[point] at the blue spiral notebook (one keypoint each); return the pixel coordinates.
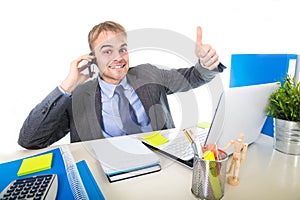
(9, 170)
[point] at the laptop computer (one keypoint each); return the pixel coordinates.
(240, 109)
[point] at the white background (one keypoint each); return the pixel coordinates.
(40, 38)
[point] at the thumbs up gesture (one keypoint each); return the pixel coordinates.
(206, 54)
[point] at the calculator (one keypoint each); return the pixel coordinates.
(34, 187)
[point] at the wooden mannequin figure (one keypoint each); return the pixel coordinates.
(240, 149)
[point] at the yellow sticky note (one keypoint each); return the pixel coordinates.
(204, 124)
(155, 139)
(35, 164)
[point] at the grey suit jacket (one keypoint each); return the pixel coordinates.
(57, 115)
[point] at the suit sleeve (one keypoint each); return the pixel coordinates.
(47, 122)
(184, 79)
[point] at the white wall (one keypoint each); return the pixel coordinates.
(39, 39)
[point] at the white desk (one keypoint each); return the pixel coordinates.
(265, 174)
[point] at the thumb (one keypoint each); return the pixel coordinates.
(199, 36)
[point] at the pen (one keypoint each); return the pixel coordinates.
(193, 144)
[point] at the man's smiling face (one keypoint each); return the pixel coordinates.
(112, 56)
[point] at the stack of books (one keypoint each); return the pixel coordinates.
(125, 157)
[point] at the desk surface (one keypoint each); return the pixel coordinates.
(265, 174)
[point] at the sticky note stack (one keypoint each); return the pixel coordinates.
(35, 164)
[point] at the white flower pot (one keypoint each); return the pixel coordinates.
(287, 136)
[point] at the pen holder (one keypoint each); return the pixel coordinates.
(209, 177)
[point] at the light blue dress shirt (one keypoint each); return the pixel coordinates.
(112, 125)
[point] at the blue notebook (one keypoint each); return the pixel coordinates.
(8, 173)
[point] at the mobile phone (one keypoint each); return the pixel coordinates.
(91, 65)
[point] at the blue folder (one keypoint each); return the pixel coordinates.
(8, 173)
(251, 69)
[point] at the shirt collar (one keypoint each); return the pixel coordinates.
(109, 89)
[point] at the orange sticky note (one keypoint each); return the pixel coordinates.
(35, 164)
(155, 139)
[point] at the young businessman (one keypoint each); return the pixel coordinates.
(93, 109)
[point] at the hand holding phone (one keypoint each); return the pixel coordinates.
(90, 65)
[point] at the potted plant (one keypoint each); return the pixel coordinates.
(284, 107)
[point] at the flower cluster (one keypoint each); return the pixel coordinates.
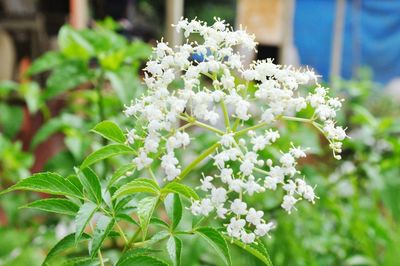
(216, 90)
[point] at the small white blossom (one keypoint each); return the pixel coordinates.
(239, 207)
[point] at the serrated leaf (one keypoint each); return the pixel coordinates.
(217, 241)
(133, 253)
(257, 249)
(45, 131)
(106, 152)
(65, 77)
(91, 184)
(157, 237)
(45, 62)
(120, 172)
(174, 248)
(73, 44)
(103, 227)
(83, 217)
(158, 221)
(175, 187)
(110, 131)
(81, 261)
(141, 260)
(76, 182)
(62, 206)
(136, 186)
(50, 183)
(126, 217)
(173, 207)
(145, 210)
(63, 244)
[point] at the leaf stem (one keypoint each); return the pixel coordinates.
(100, 258)
(200, 158)
(226, 115)
(200, 124)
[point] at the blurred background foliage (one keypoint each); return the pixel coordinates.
(96, 71)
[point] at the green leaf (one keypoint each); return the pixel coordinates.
(217, 241)
(83, 217)
(145, 210)
(141, 260)
(257, 249)
(73, 44)
(103, 228)
(81, 261)
(110, 130)
(91, 184)
(52, 126)
(63, 244)
(106, 152)
(11, 119)
(136, 186)
(31, 93)
(174, 248)
(50, 183)
(173, 207)
(46, 62)
(120, 172)
(175, 187)
(127, 218)
(62, 206)
(133, 253)
(158, 221)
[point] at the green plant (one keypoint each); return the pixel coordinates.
(125, 214)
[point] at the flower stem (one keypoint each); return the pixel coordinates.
(100, 258)
(203, 125)
(226, 115)
(298, 119)
(245, 130)
(122, 233)
(200, 158)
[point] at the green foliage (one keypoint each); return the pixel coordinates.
(174, 248)
(173, 207)
(50, 183)
(110, 131)
(217, 241)
(106, 152)
(61, 206)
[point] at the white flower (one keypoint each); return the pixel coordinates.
(247, 167)
(271, 182)
(290, 187)
(239, 207)
(254, 217)
(211, 90)
(287, 160)
(206, 207)
(131, 136)
(227, 140)
(235, 227)
(226, 175)
(218, 195)
(252, 186)
(221, 211)
(248, 238)
(264, 229)
(206, 183)
(142, 160)
(288, 203)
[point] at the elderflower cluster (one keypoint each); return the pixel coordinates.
(183, 93)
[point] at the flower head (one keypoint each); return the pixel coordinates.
(213, 94)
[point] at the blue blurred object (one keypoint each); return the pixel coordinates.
(371, 36)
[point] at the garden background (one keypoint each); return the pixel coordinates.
(65, 66)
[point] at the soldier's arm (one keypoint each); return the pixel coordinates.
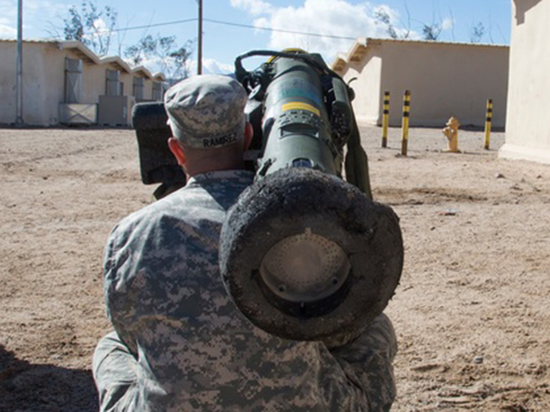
──────────
• [ABOUT THIS TASK] Your answer must be an exact transcription of the records above, minus the pictures.

• [COMPLETED TASK]
[point] at the blue spiral notebook (one keypoint each); return the pixel coordinates.
(9, 170)
[point] at the laptop computer (one keypoint each); return the pixel coordinates.
(240, 109)
[point] at the white background (one keypoint each); return the pixel coordinates.
(40, 38)
[point] at the thumbs up gesture (one keypoint each); return the pixel coordinates.
(206, 54)
[point] at the calculator (one keypoint each); return the pixel coordinates.
(34, 187)
[point] at the wooden mannequin figure (one keypoint each); return the pixel coordinates.
(240, 149)
[point] at the yellow sticky note (one keypoint each); return the pixel coordinates.
(204, 124)
(155, 139)
(35, 164)
[point] at the grey suit jacket (one keypoint each); return the pixel coordinates.
(57, 115)
[point] at the suit sleeve (one keypoint each); return the pixel coordinates.
(47, 122)
(184, 79)
[point] at the white wall (one keypoint each); return the pixel coordinates.
(39, 39)
[point] at the white desk (one keypoint each); return the pixel coordinates.
(265, 174)
[point] at the thumb (one keypoint each); return the pixel coordinates.
(199, 36)
[point] at the pen (one keypoint each); return the pixel coordinates.
(193, 144)
[point] at the man's smiling face (one keypoint each); return the pixel coordinates.
(112, 56)
[point] at the stack of books (one keypoint each); return the pixel coordinates.
(125, 157)
[point] at the desk surface (one keypoint each); return the pixel coordinates.
(265, 174)
[point] at the sticky note stack (one keypoint each); return the pixel coordinates.
(35, 164)
[point] at the white flower pot (one keypoint each); return the pixel coordinates.
(287, 136)
[point] at the pen holder (one keypoint each); return the pixel coordinates.
(209, 177)
[point] at the light blue dress shirt (one keypoint each); return the pixel coordinates.
(112, 125)
[point] at the blue notebook (one keypoint each); return the pixel coordinates.
(8, 173)
[point] at the mobile phone (one keypoint each); return the pixel coordinates.
(91, 65)
[point] at the blue folder (one keypoint each); return the pixel coordinates.
(8, 173)
(251, 69)
[point] at the shirt collar (one keypoint each); return the pixel coordinates.
(109, 89)
[point] at the orange sticky note (one keypoint each); return the pixel coordinates.
(35, 164)
(155, 139)
[point] at the young businessman (one keypoint each); return the pixel coordinates.
(93, 109)
[point] at the hand holding phone (one keypoint each); return the pixel coordinates.
(90, 65)
[point] at the potted plant (one keypoint each); return the pixel coordinates.
(284, 107)
[point] at the flower cluster (one keypoint each); return the pixel coordinates.
(216, 90)
[point] at the small white blossom (one keypoint each); return the pixel coordinates.
(239, 207)
[point] at the serrated leaf (one keypoint each); return the pixel coordinates.
(217, 241)
(133, 253)
(257, 249)
(45, 131)
(106, 152)
(65, 77)
(91, 184)
(157, 237)
(45, 62)
(120, 172)
(174, 248)
(73, 44)
(103, 227)
(83, 217)
(158, 221)
(175, 187)
(110, 131)
(81, 261)
(141, 260)
(76, 182)
(62, 206)
(136, 186)
(50, 183)
(126, 217)
(173, 207)
(145, 210)
(63, 244)
[point] at the leaf stem (one keypoint each); return the pixel coordinates.
(100, 258)
(200, 158)
(226, 115)
(200, 124)
[point] at the blurred background foliage (one keypoint each); return the pixel coordinates.
(96, 71)
[point] at the green leaf (one keypoint each); return the pixel coordinates.
(217, 241)
(83, 217)
(145, 210)
(141, 260)
(257, 249)
(73, 44)
(103, 228)
(81, 261)
(110, 130)
(91, 184)
(52, 126)
(63, 244)
(106, 152)
(11, 119)
(136, 186)
(31, 93)
(174, 248)
(50, 183)
(173, 207)
(46, 62)
(120, 172)
(175, 187)
(127, 218)
(62, 206)
(133, 253)
(158, 221)
[point] at the green plant (one keypoint each); return the pixel coordinates.
(125, 214)
[point] at the flower stem (one keypoint each); return the pixel coordinates.
(100, 258)
(203, 125)
(226, 115)
(298, 119)
(245, 130)
(122, 233)
(200, 158)
[point] at the green foliage (one keypoint each); return the pixel coordinates.
(174, 248)
(173, 207)
(50, 183)
(110, 131)
(217, 241)
(106, 152)
(61, 206)
[point] at the white flower (one keypoint each); return the pixel coordinates.
(247, 167)
(271, 182)
(290, 187)
(239, 207)
(254, 217)
(211, 90)
(287, 160)
(206, 207)
(131, 136)
(227, 140)
(235, 227)
(226, 175)
(218, 195)
(252, 186)
(221, 211)
(248, 238)
(264, 229)
(206, 183)
(142, 160)
(288, 203)
[point] at the elderflower cluster (one keypoint each); return the pixel coordinates.
(183, 93)
[point] at the flower head (one keypoint each); return the pixel coordinates.
(213, 94)
[point] at the blue blurred object (one keypoint each); return the pixel coordinates.
(371, 36)
[point] at the garden background (one keypoint each); return the pixel coordinates.
(65, 66)
[point] at the soldier's arm (one keypoint each); return the pixel coordinates.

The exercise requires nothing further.